MATERIAL SHOWN -
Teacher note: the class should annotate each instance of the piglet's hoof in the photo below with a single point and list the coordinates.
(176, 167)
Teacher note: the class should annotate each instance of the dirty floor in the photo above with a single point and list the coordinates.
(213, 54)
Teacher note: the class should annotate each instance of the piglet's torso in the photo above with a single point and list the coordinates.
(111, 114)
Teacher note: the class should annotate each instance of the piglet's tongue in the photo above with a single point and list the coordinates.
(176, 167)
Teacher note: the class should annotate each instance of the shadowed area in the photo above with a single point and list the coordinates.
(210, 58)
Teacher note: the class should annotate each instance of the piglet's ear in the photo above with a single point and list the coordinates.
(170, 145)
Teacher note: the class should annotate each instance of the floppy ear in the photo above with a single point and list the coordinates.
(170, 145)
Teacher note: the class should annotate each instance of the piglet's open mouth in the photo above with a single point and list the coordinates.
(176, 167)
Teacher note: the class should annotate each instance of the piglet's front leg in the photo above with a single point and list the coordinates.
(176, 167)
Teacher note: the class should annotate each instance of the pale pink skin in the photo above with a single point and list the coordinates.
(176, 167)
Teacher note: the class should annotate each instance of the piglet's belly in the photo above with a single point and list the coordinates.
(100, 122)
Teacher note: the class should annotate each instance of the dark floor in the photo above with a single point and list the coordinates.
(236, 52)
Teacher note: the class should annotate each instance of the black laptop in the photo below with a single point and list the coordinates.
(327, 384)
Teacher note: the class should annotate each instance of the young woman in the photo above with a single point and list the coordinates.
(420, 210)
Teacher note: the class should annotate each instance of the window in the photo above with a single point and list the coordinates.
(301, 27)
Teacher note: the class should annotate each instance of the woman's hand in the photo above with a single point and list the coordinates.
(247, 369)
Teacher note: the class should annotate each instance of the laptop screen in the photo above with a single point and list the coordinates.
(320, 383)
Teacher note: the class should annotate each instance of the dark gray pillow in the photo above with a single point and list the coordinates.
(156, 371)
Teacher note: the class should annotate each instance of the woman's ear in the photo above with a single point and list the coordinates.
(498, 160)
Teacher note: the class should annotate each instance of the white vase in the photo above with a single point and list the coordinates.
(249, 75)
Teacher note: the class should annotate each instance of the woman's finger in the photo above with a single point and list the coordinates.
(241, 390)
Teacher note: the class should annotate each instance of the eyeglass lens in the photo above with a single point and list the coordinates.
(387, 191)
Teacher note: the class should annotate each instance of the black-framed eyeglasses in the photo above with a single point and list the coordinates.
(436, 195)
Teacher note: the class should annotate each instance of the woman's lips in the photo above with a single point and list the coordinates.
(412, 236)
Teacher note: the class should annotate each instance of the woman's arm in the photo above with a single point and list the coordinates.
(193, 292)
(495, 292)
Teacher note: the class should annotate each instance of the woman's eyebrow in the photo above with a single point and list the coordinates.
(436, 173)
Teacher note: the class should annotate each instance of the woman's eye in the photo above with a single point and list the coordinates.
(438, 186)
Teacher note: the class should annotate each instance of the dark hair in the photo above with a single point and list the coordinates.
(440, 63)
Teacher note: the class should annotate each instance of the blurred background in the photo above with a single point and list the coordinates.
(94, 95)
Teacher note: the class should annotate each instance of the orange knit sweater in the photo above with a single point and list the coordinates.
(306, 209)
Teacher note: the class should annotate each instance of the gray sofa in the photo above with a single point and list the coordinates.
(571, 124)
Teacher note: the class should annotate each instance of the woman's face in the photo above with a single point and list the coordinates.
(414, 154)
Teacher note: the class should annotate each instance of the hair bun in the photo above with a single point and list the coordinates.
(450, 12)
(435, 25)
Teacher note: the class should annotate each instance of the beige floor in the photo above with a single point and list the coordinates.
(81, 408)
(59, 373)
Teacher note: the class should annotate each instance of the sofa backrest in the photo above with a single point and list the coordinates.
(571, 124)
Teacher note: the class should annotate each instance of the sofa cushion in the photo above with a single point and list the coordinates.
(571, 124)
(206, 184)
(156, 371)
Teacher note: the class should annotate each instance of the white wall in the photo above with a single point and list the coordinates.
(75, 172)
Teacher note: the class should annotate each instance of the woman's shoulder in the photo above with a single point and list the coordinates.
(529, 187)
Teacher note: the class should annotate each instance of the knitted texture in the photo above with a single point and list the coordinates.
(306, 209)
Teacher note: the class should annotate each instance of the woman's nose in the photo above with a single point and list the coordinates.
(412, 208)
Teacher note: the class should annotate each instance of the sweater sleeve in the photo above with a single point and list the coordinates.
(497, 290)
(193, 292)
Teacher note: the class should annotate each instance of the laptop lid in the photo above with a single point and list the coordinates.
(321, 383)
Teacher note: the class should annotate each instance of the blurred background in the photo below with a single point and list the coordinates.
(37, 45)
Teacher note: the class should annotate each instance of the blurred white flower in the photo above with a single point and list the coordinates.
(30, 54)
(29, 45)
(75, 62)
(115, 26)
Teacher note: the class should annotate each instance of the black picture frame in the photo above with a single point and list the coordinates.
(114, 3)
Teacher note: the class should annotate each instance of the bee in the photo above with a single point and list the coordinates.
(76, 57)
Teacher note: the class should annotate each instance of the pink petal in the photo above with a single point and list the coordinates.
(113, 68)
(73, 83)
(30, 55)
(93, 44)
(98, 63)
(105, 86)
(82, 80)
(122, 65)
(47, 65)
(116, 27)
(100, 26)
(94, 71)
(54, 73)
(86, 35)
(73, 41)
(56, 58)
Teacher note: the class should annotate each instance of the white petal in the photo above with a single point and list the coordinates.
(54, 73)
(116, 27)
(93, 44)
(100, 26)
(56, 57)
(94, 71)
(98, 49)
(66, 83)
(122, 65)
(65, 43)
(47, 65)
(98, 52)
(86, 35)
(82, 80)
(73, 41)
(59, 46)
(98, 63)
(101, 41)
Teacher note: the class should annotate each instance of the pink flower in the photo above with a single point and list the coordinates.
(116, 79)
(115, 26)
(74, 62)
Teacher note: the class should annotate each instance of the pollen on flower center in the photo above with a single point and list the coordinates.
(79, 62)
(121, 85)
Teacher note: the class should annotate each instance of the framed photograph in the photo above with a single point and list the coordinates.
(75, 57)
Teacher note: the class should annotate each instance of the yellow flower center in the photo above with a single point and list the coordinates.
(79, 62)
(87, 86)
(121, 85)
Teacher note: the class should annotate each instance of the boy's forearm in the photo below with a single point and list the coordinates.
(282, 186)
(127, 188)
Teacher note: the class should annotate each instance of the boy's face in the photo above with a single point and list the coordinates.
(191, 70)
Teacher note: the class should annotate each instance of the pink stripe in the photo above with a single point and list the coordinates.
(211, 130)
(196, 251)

PROBLEM TO WORK ON - Can you reproduce word for word every line from the one containing "the black picture" through the last line, including both of those?

OUTPUT FOR THIS TASK -
Teacher note: the class should annotate each instance of the black picture frame in the photo above with a single point and list the coordinates.
(114, 3)
Teacher note: the class should annotate each instance of the bee in the photo above with a single point and list the coordinates.
(76, 57)
Teacher note: the class should annotate each instance of the pink petal in the photo above with a single point and list the coordinates.
(113, 68)
(73, 83)
(30, 55)
(93, 44)
(98, 63)
(105, 86)
(82, 80)
(122, 65)
(47, 65)
(116, 27)
(100, 26)
(94, 71)
(54, 73)
(86, 35)
(73, 41)
(56, 58)
Teacher note: the class should annotate each instance of the white petal in the photo above with a single point and list the coordinates.
(54, 73)
(116, 27)
(93, 44)
(100, 26)
(56, 57)
(94, 71)
(98, 49)
(66, 83)
(122, 65)
(65, 43)
(47, 65)
(98, 52)
(86, 35)
(82, 80)
(73, 41)
(59, 46)
(98, 63)
(101, 41)
Teacher note: the class should annotate each instance of the pink flower in the photo above with a single point and list the coordinates.
(116, 79)
(115, 26)
(74, 62)
Teacher note: the class should annotate each instance of the pollen on flower center in the photo above with a single point and list the coordinates.
(79, 62)
(121, 85)
Teacher note: the class should annotate each instance of the framed photograph in the photo above with a single point and list the coordinates.
(75, 57)
Teacher note: the class should annotate each instance of the yellow flower center in the photo above with a single point and list the coordinates.
(79, 62)
(87, 86)
(121, 85)
Teacher note: the class should annotate each instance of the boy's forearm in the photo below with a single point and list the coordinates.
(282, 186)
(127, 188)
Teacher note: the class should annotate each instance of the boy's face in the photo above with a single point and list the coordinates.
(191, 70)
Teacher note: the class should annotate each instance of the pink stripe in the photo above with a single point and list the coordinates.
(211, 130)
(196, 251)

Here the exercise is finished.